▶ What you are asked to do
Exactly reproduce the entries, dropping any pictures from your copy.

▶ Data to examine
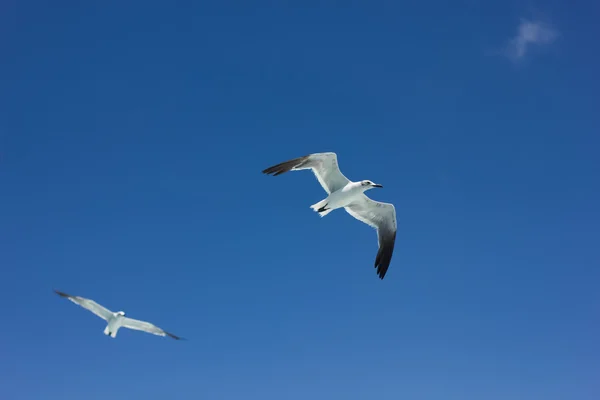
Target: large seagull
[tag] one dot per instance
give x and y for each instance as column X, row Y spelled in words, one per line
column 115, row 320
column 342, row 192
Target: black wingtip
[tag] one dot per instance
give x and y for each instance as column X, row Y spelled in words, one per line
column 61, row 294
column 285, row 166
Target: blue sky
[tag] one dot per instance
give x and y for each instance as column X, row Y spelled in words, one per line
column 131, row 143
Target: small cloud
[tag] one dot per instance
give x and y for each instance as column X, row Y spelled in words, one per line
column 530, row 33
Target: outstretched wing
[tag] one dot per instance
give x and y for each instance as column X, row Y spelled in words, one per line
column 381, row 216
column 88, row 304
column 145, row 327
column 324, row 166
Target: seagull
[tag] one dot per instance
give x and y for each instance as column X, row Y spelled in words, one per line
column 343, row 193
column 115, row 320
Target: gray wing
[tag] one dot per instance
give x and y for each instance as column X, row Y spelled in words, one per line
column 88, row 304
column 324, row 166
column 145, row 327
column 381, row 216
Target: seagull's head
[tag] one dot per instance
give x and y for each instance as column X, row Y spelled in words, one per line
column 366, row 185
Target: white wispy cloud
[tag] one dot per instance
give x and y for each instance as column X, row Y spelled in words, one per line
column 530, row 33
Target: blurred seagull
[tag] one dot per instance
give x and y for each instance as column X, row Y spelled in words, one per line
column 115, row 320
column 342, row 192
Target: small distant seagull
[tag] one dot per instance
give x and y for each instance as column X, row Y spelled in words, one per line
column 115, row 320
column 342, row 192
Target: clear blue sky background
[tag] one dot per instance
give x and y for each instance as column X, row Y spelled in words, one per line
column 132, row 139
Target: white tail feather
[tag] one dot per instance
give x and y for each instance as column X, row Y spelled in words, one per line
column 320, row 204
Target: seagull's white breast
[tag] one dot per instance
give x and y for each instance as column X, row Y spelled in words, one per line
column 345, row 195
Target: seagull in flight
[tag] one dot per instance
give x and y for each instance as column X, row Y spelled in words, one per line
column 115, row 320
column 343, row 193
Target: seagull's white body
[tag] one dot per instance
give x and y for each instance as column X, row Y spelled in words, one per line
column 348, row 194
column 344, row 193
column 115, row 320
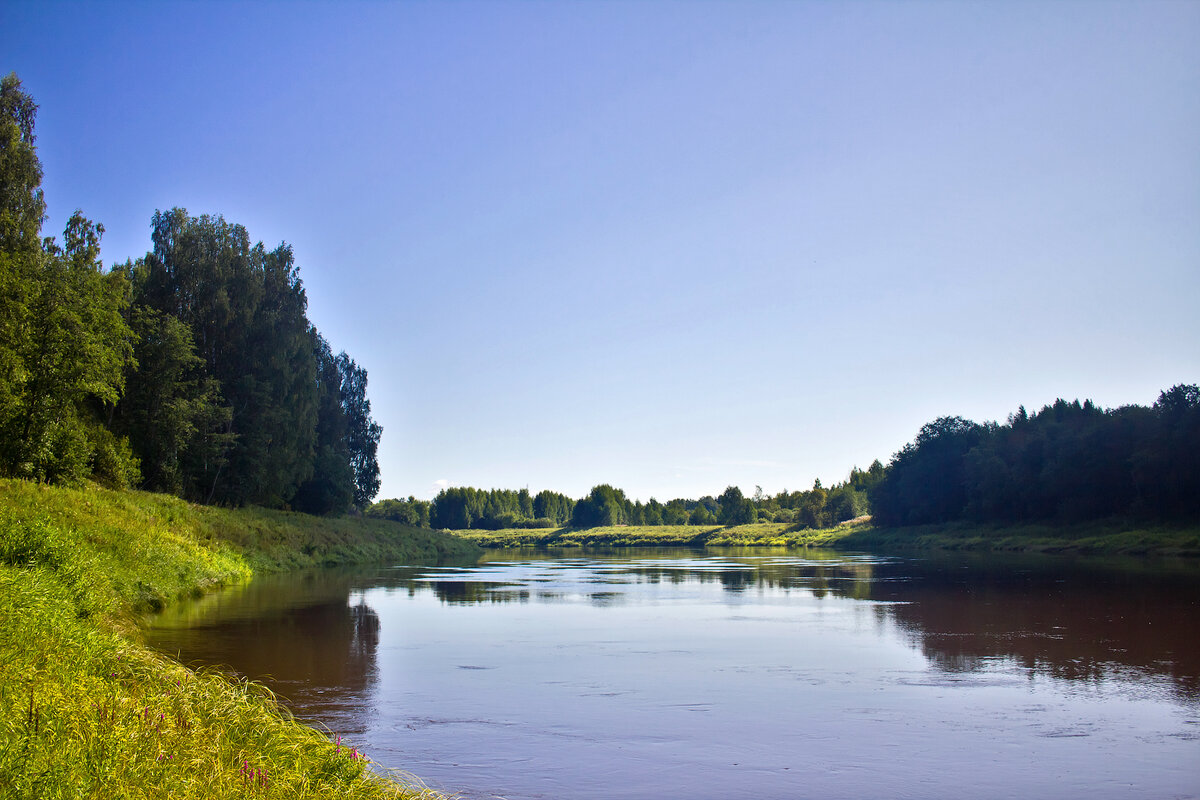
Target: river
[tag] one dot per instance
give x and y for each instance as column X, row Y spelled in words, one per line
column 739, row 673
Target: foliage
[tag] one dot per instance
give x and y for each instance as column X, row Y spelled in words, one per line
column 85, row 711
column 192, row 371
column 64, row 341
column 1071, row 462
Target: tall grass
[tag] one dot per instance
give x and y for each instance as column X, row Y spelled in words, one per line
column 88, row 711
column 1111, row 537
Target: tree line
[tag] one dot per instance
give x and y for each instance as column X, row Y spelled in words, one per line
column 192, row 370
column 1069, row 462
column 467, row 507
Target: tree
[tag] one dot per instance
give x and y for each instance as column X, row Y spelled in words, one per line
column 22, row 210
column 246, row 311
column 361, row 432
column 331, row 486
column 603, row 506
column 736, row 509
column 172, row 413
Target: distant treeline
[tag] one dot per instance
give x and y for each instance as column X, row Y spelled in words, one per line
column 465, row 507
column 192, row 371
column 1069, row 462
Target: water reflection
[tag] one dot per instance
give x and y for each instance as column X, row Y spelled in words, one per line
column 1083, row 619
column 310, row 636
column 766, row 673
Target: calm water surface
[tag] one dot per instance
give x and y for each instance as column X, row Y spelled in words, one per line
column 767, row 674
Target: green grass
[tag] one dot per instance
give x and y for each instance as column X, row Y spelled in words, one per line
column 1108, row 537
column 88, row 711
column 766, row 534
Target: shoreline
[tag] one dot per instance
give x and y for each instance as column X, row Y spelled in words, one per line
column 1105, row 537
column 87, row 710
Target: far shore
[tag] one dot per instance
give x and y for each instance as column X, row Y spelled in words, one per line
column 1109, row 537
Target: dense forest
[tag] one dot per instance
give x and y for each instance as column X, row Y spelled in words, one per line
column 465, row 507
column 193, row 370
column 1071, row 462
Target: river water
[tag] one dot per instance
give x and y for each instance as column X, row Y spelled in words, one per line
column 741, row 673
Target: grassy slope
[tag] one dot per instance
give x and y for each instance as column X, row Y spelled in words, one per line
column 1108, row 537
column 87, row 711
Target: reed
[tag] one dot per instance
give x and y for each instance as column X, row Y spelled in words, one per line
column 88, row 711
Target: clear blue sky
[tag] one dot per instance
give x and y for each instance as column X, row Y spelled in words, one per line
column 670, row 246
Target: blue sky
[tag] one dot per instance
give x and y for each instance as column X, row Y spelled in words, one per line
column 671, row 246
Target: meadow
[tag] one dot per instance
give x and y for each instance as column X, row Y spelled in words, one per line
column 1107, row 537
column 88, row 711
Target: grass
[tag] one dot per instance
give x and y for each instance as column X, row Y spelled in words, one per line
column 88, row 711
column 1110, row 537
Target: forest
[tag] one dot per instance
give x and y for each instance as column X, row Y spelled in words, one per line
column 195, row 371
column 192, row 370
column 1071, row 462
column 466, row 507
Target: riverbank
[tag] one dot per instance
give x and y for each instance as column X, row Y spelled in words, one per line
column 88, row 711
column 1107, row 537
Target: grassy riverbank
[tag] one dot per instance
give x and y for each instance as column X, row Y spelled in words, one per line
column 1109, row 537
column 87, row 711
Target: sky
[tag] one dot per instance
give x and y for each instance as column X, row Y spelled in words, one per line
column 667, row 246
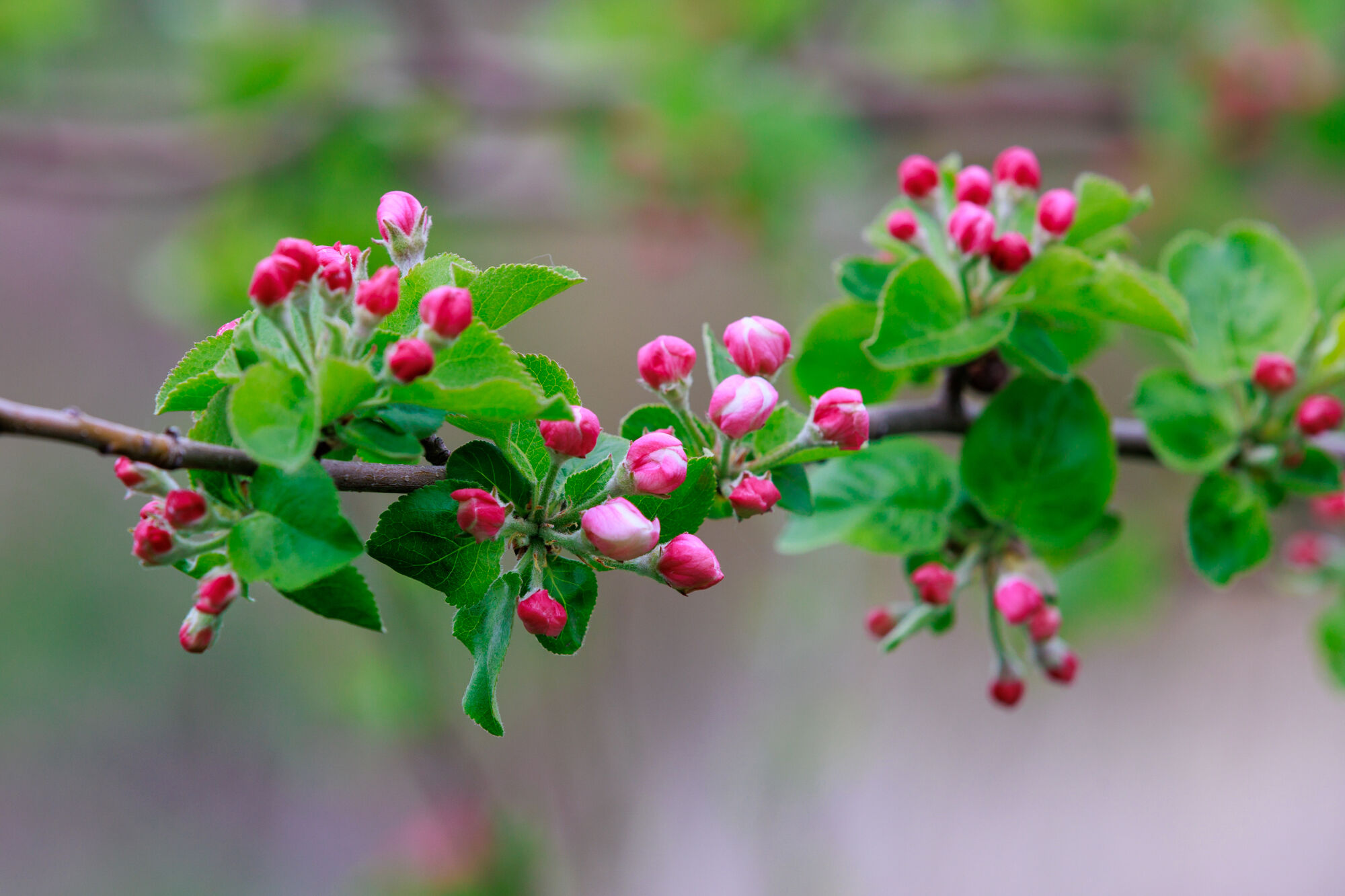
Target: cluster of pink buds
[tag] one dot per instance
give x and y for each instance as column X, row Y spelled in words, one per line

▶ Output of the exercise
Target: large seagull
[tag] one dot per instance
give x and y for each instance as column X, row Y spelled in words, one per line
column 115, row 320
column 342, row 192
Target: black wingtip
[tag] one dot per instance
give x and y for each instance as column X, row Y spelled in words, one per line
column 61, row 294
column 285, row 166
Target: blue sky
[tag] one dot per instance
give x and y for each instance as column X, row Y spelled in words, one per line
column 131, row 143
Target: small cloud
[tag] one dot per instance
give x and y for each instance as column X, row Y spelled in words, one per line
column 530, row 33
Target: outstretched wing
[tag] one dot per instance
give x and y for each instance as column X, row Y spelled in words, one per line
column 381, row 216
column 88, row 304
column 145, row 327
column 324, row 166
Target: seagull
[tag] one dot per instance
give x and y for each instance as column X, row Y spelled in words, one per line
column 343, row 193
column 115, row 320
Target: gray wing
[tag] one dot per instance
give x and y for each instance as column X, row Y spelled in words, one per line
column 88, row 304
column 324, row 166
column 145, row 327
column 381, row 216
Target: seagull's head
[tag] one dot per instance
give x and y for each instance as column X, row Y spelled in words, one per line
column 366, row 185
Target: white wispy cloud
[tag] one dot per instance
give x and y for each instance as column X, row Y spelled in words, one per line
column 530, row 33
Target: blurred seagull
[tag] one dot per instance
give x and y for each instance as column X, row Y spelled in words, one per line
column 115, row 320
column 342, row 192
Target: small distant seagull
[tag] one dot per instance
give x and y for each instance as column X, row Y spelled in words, one per line
column 115, row 320
column 342, row 192
Target: clear blue sky background
[tag] one dot per instance
give x and y for each instance as column X, row Y spelled in words, one per line
column 132, row 139
Target: white tail feather
[tag] one dot per instance
give x and y for each instance as column X, row Y spelled in words, one per line
column 320, row 204
Target: seagull's white breast
[tag] one dot per instance
give x and y for each instance as column X, row Y spelled in words, one per line
column 345, row 195
Target: seagull in flight
[tag] one dot per instance
give x and y for each instance as column X, row Y spelled in words, one per line
column 115, row 320
column 343, row 193
Target: seagull's white body
[tag] one dot per instance
give x and y for each instance as column X, row Y spelled in words, one per line
column 348, row 194
column 344, row 193
column 115, row 320
Target: river
[tag] one dot per instance
give x and y for each instance as column X, row Y spelled in words, one per line
column 739, row 673
Target: foliage
[tag] one dot per instance
give x and y for each instance as column X, row Y spelled in words, one per line
column 85, row 711
column 192, row 371
column 64, row 341
column 1071, row 462
Target: tall grass
[tag] one dot per instance
give x and y for each instance as column X, row Y spelled in words, one per line
column 88, row 711
column 1111, row 537
Target: tree line
[tag] one dot per instance
give x and y for each instance as column X, row Y spelled in words, one per line
column 192, row 370
column 1069, row 462
column 467, row 507
Target: tree
[tag] one dot per instance
give x and y for each instance as column X, row Y spelled in words, one per line
column 22, row 210
column 246, row 311
column 361, row 432
column 331, row 486
column 603, row 506
column 736, row 509
column 172, row 413
Target: distant treeline
[tag] one dot per instance
give x and y for each instance as column X, row Y spelled in words, one per line
column 465, row 507
column 192, row 371
column 1069, row 462
Target: water reflection
[tag] one dot per instance
give x and y for each instance as column X, row Y spelled in words, one per line
column 1083, row 619
column 310, row 636
column 766, row 673
Target: calm water surface
[tag] one dot per instance
give x and y for each instance as column X, row Y spelled in words, one per line
column 767, row 674
Target: green grass
[tag] one dot per instance
give x and y for each instance as column X, row Y spelled in words, one per line
column 1108, row 537
column 88, row 711
column 766, row 534
Target: shoreline
[tag] one dot per instance
give x and y for each instance as column X, row Y spelled in words, one per line
column 1105, row 537
column 87, row 710
Target: far shore
[tag] one dot per instance
give x and y for each instance as column X, row Y spelled in words, one per line
column 1109, row 537
Target: dense forest
[tag] one dot per instance
give x and y for each instance as column X, row Y spelled in words, one per line
column 465, row 507
column 193, row 370
column 1071, row 462
Target: river water
[tag] one dot per instance
give x and y for each instance as column X, row Y spelled in words, one per line
column 741, row 673
Target: grassy slope
[tag] one dot per instance
give x and y for each instance as column X, row Y spelled in words, one per line
column 1108, row 537
column 87, row 711
Target: reed
[tag] one dot per instance
give x and y for each instance as column X, row Y spelled in words, one per line
column 88, row 711
Target: clear blue sky
[tag] one dot per instance
give x and y for each instance as column X, row Y spelled in words, one per line
column 670, row 246
Target: blue sky
[tag] one dot per instance
give x and y for each instance as column X, row Y spelled in words, one per line
column 671, row 246
Target: meadow
[tag] one dot per instance
give x and y for each instance as column X, row Y spelled in words, one per line
column 1107, row 537
column 88, row 711
Target: grass
[tag] one dot per instance
give x and y for each instance as column X, row Y spelled in words, one per line
column 88, row 711
column 1110, row 537
Target: forest
[tag] one dot per instance
give x and y for each instance as column X, row Y spelled in words, one per line
column 195, row 371
column 192, row 370
column 1071, row 462
column 466, row 507
Target: riverbank
[tag] one dot per instance
give x and y for each instance as column X, row Y spelled in words, one per line
column 88, row 711
column 1107, row 537
Target: grassy riverbank
[tag] one dot per instance
give x and y for each instance as column X, row Y spelled in words, one per line
column 1109, row 537
column 87, row 711
Target: sky
[tag] one dot per instance
give x and y for each instance as column X, row Y spelled in words, one per line
column 667, row 246
Target: cluster of pink buds
[tag] one dot per instance
give x and y for each instance as column X, row Y spelled in words, one per line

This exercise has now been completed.